SELECTED TEXT:
There is no other viable water source between A&M Reservoir and Fish Pond Spring (the spring 4 miles south of Mineral-X Road and ¼ mile west of Route 287). This means a 26 mile waterless section between the solar well and Fish Pond Spring. Missing Fish Pond Spring (it’s NOT obvious) would add another 12 waterless miles. To get to Fish Pond Spring, go around the south end of the snow fence that starts north of milepost 11 on Route 287. Follow the jeep track west toward the ridge for about ¼ mile. The spring is the vertical drainage pipe in the middle of the fenced enclosure beyond the (dry) reservoir. The map has the location of the spring correct, but it lies about the road locations.

Our filter clogged solid 3 days into this section. The filter was less than 3 weeks old at the time. We used both the filter (with a coffee filter) and iodine. The water from nearly all sources still smelled and tasted like cow dung. But we were grateful to get it.

There's a reason we call this the Cattle Dung Trail


A few more general comments about Wyoming:

Yellowstone - call ahead to get a permit. Yellowstone is very friendly to thruhikers, and willing to work with you on the permits. But know what you want before you call.

The Teton Wilderness is horse packer heaven. Get used to it. Watch where you are on the map - there's a bit of confusion between the guidebook and the trail. Evidently they moved the Wilderness Area sign near Turpin Meadow. Also - watch where you step.

TO BE DONE:
Resume the Wyoming trail notes above from their last sentence, adding a few more general comments in the same voice.

DATASET:

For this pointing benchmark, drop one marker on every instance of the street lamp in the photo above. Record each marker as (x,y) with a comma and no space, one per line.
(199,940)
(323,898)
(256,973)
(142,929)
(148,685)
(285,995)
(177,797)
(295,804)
--
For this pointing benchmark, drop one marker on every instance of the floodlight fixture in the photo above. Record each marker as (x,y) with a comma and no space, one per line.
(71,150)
--
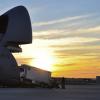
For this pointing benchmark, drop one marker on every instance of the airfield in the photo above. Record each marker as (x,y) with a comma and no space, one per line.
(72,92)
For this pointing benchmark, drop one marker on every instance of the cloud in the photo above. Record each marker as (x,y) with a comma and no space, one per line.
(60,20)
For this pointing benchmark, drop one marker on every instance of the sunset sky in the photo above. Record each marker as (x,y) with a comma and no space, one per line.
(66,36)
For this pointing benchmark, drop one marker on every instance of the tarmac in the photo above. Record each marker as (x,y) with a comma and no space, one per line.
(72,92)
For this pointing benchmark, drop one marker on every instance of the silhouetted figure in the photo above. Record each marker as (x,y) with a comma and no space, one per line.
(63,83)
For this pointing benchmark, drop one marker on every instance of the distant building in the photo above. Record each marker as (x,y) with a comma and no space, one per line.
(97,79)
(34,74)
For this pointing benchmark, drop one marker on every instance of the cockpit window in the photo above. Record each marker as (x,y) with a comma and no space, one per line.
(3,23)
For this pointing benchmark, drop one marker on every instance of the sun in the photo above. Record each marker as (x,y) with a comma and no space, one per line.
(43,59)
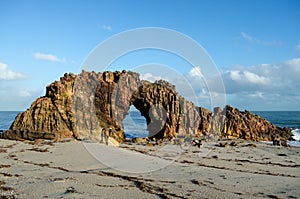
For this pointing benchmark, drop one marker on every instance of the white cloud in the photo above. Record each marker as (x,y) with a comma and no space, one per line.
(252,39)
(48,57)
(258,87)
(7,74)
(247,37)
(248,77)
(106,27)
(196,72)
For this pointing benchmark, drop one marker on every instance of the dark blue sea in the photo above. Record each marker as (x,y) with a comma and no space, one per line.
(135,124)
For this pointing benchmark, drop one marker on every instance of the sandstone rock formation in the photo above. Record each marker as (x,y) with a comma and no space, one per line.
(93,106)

TASK ANSWER:
South of Togwotee Pass the trail is 'obscure' - really obscure. We were told that the FS was planning to build trail from Brooks Lake to Pelham Lake, but at the time there was no trail built. Don't think it's been built since. We followed a route we found on the map, not the official route, after hearing several others mention getting lost in that area. There was new trail marked near Lake of the Woods and north of Gunsight Pass.

The Bridger Wilderness down through the Green River area and the Wind River Range is beautiful, remote and rugged. Enjoy it. We did. One former thruhiker talked about getting lost in the Bridger for three days. He said it was the best part of his hike.

Can't tell you about the "official" route south of Big Sandy Lodge because we took what "should be" the "official" trail - through the Cirque of the Towers and the Popo Agie Wilderness. It sounded a lot better than the roadwalk that constitutes the "official" trail. And it was. Next time we'll do Temple Pass just for contrast.

When you drop out of the Popo Agie is when the desert begins - about half a day from South Pass City. Water up before you get into the sagebrush country. We ran into our first trail markers in over 100 miles a few miles before South Pass. (Evidently, USFS is under the impression that Wilderness Areas are not supposed to have ANY trail signs or trail markers. Wyoming is not the only place we ran into that particular bureaucratic idiocy, but except in Wyoming, most Wilderness Areas had trail markers.)

South of Rawlins you're still in the desert for a day or two, then you get into real mountains again and the trail is well marked for a while.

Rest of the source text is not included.